Object location annotation data
***

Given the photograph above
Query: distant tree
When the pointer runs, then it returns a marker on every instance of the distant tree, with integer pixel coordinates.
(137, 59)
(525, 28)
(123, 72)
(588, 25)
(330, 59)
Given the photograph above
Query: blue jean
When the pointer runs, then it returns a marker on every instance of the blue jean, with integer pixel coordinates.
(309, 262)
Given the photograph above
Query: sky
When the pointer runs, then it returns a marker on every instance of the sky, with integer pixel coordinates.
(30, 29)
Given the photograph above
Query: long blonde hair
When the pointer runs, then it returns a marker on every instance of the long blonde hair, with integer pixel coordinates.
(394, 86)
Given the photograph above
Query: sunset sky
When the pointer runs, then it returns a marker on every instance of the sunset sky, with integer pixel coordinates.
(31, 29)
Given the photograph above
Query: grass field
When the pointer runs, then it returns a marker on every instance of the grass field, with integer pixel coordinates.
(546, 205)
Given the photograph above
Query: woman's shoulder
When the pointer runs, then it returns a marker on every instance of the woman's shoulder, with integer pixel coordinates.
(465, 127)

***

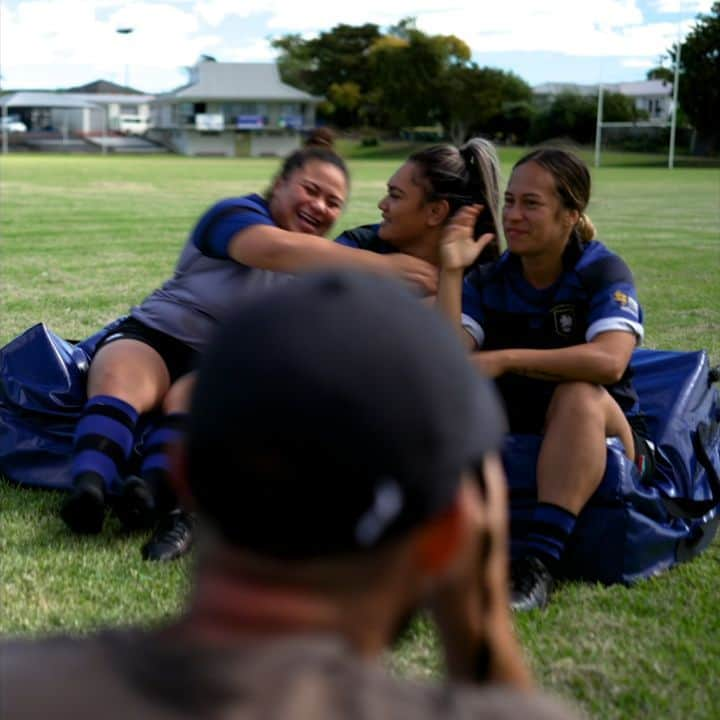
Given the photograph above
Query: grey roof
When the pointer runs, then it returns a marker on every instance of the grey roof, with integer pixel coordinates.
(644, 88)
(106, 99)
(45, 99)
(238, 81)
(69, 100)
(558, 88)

***

What you need to do
Select every line in the records above that contains the string "blonde", and copy those lines. Treat matching as case-sensitive.

Task solution
Query: long blonde hair
When the pointer runs, then it returns a marker on every instance of the long blonde hair, with integer pixel coordinates.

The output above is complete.